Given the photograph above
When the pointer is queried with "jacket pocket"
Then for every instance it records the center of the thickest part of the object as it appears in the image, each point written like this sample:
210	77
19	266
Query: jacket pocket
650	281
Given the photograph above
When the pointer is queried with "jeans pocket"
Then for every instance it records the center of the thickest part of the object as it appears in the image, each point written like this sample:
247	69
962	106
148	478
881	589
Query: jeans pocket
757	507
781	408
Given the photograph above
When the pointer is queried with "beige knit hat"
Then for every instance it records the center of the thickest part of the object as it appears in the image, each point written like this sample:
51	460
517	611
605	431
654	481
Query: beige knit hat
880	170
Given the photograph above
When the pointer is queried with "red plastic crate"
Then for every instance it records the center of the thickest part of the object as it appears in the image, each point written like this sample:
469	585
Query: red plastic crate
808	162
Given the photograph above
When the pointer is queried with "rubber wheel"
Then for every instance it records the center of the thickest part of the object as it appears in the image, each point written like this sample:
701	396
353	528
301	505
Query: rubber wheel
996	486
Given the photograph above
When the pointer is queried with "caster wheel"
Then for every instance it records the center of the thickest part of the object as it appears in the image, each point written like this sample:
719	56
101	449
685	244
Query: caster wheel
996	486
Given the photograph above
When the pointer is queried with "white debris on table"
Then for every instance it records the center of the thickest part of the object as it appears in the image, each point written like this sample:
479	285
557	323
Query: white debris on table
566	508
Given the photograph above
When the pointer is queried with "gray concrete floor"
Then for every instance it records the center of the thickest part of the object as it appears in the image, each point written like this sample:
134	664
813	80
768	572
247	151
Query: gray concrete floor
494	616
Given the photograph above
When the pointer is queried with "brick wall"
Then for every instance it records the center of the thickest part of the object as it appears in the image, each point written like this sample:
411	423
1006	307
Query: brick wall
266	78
-.-.-
## Written problem
Pick out every line in the listing above that contains the word "Query" and copy each one.

## Solved exercise
Query: jacket pocket
Query: jeans pocket
Query: beige knit hat
Query: red plastic crate
Query: rubber wheel
Query: caster wheel
Query: white debris on table
Query: gray concrete floor
Query: brick wall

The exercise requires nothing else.